What the exercise asks: Lay out the lines below as a JSON list of strings, one string per line with blank lines left out. Start with the line that contains "point_to SHOULD place one pin on every instance of the branch" and go on through the last line.

Listing:

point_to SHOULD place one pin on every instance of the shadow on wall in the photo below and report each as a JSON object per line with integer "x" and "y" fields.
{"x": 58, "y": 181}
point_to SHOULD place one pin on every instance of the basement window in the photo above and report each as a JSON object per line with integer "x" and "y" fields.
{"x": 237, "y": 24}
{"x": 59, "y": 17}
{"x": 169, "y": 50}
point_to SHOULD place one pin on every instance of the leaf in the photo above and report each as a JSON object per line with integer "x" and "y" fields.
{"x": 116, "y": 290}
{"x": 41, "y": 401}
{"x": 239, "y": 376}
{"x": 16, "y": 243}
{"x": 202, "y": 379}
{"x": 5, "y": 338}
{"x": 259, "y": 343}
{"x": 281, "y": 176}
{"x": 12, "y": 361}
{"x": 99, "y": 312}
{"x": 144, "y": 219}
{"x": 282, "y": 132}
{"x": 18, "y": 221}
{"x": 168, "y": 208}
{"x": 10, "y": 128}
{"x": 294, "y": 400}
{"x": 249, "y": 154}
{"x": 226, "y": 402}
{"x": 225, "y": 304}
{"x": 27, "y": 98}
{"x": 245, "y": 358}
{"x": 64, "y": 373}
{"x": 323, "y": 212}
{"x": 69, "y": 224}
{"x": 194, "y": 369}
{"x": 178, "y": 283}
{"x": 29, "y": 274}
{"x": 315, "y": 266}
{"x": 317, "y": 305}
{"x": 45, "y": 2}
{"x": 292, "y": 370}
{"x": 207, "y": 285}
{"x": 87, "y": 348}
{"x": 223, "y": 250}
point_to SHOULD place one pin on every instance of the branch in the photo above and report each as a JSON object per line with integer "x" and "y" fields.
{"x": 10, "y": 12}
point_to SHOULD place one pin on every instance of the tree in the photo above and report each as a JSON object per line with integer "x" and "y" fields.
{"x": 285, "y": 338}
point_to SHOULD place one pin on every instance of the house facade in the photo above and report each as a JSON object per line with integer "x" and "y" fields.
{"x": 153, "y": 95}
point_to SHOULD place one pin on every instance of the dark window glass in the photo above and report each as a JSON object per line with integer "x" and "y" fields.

Problem solution:
[
  "point_to SHOULD place one pin on every instance of the branch in the photo above and report each as a JSON object per line with integer \"x\" and \"y\" fields.",
  "{\"x\": 10, \"y\": 12}",
  "point_to SHOULD place one pin on every instance of the tree in the photo above and report each as a JSON object per line with integer \"x\" and \"y\" fields.",
  "{\"x\": 285, \"y\": 338}",
  "point_to SHOULD place one pin on every instance of the house facade in the photo above and report each as a JSON object per line with integer \"x\" and \"y\" fields.",
  "{\"x\": 153, \"y\": 95}",
  "point_to SHOULD place one pin on every instance of the dark window glass in the photo above and report each as a JSON object per line with integer \"x\" and \"y\" fields."
]